### GIVEN ENTRIES
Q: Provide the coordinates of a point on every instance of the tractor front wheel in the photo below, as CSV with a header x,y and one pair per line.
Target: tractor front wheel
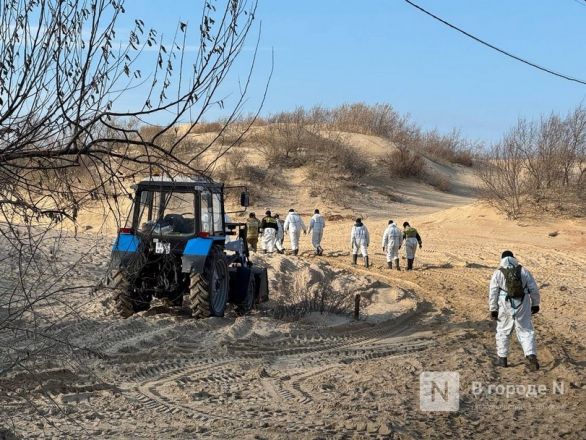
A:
x,y
119,283
208,291
248,301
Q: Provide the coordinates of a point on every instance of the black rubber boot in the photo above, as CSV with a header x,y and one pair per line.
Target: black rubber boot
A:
x,y
532,362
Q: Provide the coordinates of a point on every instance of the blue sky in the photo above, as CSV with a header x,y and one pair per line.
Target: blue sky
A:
x,y
333,52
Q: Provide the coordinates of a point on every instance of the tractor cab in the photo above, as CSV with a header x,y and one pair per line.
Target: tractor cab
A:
x,y
178,246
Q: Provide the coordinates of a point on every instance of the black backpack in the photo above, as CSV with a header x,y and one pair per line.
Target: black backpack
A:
x,y
513,282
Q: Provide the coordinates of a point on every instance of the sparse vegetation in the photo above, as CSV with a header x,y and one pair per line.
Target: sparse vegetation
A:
x,y
538,165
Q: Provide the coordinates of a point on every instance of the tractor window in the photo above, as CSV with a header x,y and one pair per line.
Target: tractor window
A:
x,y
177,214
148,209
217,214
166,213
206,212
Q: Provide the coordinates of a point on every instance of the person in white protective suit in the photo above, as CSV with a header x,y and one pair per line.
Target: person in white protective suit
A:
x,y
280,235
412,239
392,241
513,298
294,225
359,241
316,228
269,233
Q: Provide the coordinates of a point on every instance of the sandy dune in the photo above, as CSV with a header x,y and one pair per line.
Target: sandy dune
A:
x,y
163,375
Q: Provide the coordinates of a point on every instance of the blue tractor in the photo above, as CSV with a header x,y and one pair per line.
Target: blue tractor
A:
x,y
178,246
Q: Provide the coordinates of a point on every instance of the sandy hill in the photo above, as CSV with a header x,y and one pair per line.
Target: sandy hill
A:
x,y
270,375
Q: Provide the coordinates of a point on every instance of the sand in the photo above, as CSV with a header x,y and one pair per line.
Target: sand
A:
x,y
163,375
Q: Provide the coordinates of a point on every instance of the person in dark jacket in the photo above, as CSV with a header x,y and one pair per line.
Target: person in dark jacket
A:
x,y
412,239
269,228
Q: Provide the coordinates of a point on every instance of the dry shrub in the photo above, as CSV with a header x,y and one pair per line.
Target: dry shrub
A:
x,y
438,181
538,165
404,163
450,147
307,296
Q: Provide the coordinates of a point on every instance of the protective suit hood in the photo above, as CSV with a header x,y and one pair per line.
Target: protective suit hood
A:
x,y
509,262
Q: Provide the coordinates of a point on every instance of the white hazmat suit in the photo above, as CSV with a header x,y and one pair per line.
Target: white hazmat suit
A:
x,y
392,241
359,239
294,225
513,312
316,227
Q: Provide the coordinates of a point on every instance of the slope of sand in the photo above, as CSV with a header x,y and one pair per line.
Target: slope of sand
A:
x,y
163,375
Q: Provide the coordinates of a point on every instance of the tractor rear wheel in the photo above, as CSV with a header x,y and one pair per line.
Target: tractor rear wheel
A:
x,y
208,291
248,301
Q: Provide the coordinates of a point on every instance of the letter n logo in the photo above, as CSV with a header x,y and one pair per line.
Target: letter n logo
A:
x,y
439,391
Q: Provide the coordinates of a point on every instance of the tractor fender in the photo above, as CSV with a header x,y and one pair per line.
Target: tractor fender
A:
x,y
195,254
239,279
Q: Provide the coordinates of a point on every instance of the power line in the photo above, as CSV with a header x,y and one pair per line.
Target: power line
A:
x,y
504,52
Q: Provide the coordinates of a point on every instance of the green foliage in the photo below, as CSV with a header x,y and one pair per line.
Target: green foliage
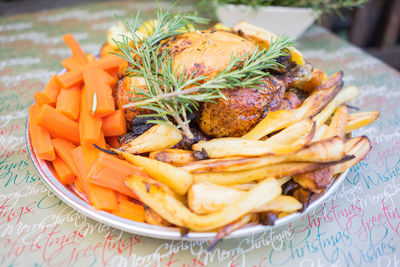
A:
x,y
172,96
323,6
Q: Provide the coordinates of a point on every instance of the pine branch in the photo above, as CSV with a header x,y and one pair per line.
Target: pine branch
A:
x,y
172,96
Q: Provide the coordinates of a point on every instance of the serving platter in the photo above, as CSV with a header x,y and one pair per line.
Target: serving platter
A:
x,y
71,198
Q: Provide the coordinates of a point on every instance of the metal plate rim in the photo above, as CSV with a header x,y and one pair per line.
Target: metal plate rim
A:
x,y
144,229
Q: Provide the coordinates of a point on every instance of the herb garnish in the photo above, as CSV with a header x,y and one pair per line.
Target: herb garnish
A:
x,y
174,96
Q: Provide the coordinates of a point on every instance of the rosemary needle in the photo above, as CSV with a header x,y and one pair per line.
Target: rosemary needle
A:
x,y
171,96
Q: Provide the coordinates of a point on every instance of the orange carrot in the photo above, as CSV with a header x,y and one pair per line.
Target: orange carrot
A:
x,y
113,142
73,62
75,76
38,99
89,126
110,79
57,124
50,91
100,197
71,77
107,166
114,124
63,149
76,50
99,93
40,138
65,175
131,211
101,142
68,102
90,58
80,162
121,197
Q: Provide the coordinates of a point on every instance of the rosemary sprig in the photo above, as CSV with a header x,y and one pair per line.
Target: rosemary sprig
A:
x,y
172,96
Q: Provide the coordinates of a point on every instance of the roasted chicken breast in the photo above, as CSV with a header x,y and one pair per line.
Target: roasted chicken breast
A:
x,y
208,53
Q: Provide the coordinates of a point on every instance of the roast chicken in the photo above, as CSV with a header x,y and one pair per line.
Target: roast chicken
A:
x,y
208,53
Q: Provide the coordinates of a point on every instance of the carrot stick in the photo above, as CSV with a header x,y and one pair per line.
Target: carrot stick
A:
x,y
38,99
90,58
50,91
76,50
73,62
110,79
131,211
113,142
40,138
80,163
99,93
100,197
65,175
121,197
63,149
107,166
71,77
57,124
101,142
114,124
89,126
68,102
75,76
114,72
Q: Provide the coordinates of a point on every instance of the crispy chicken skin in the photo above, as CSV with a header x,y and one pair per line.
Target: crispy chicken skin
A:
x,y
205,52
243,108
208,53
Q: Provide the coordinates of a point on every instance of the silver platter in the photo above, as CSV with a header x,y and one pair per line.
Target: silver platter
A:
x,y
72,199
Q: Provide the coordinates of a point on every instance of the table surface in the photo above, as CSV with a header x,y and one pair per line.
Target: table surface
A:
x,y
358,226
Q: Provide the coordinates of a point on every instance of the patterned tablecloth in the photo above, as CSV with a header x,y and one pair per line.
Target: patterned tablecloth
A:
x,y
358,226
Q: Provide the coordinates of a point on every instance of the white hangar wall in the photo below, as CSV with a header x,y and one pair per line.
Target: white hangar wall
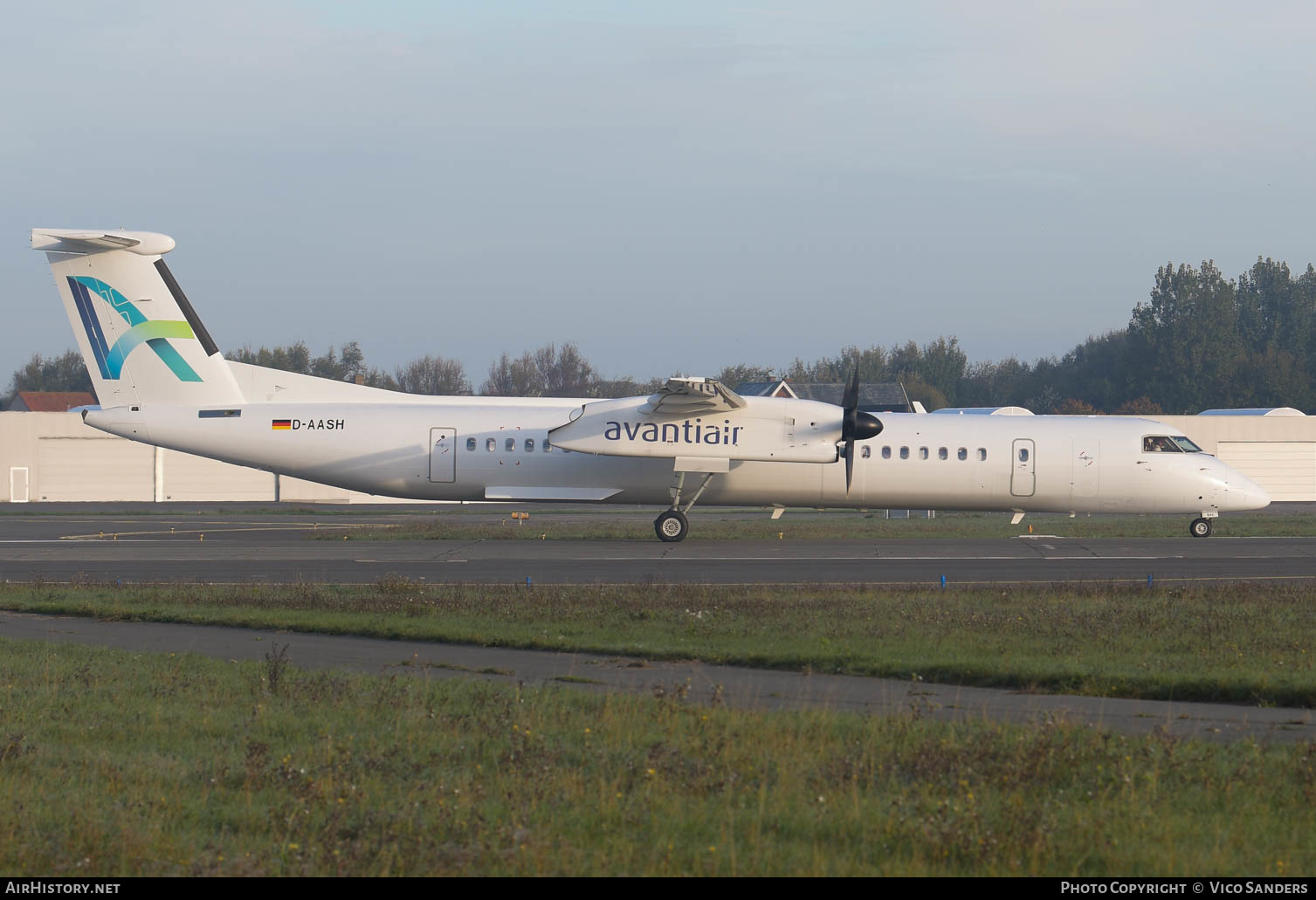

### OBJECTIVE
Extract each line above that contains the word "wheel" and copy it out unchanged.

### EXERCISE RESULT
Q: Provide the coordinates of a point on every instance of the tractor front wheel in the photo below, as CSV with a header x,y and one pair per line.
Target: tractor front wheel
Q: Provide the coordinates of a point on every instance of the tractor rear wheel in the photo above, as CSV with a header x,y and one pair per line.
Target: tractor rear wheel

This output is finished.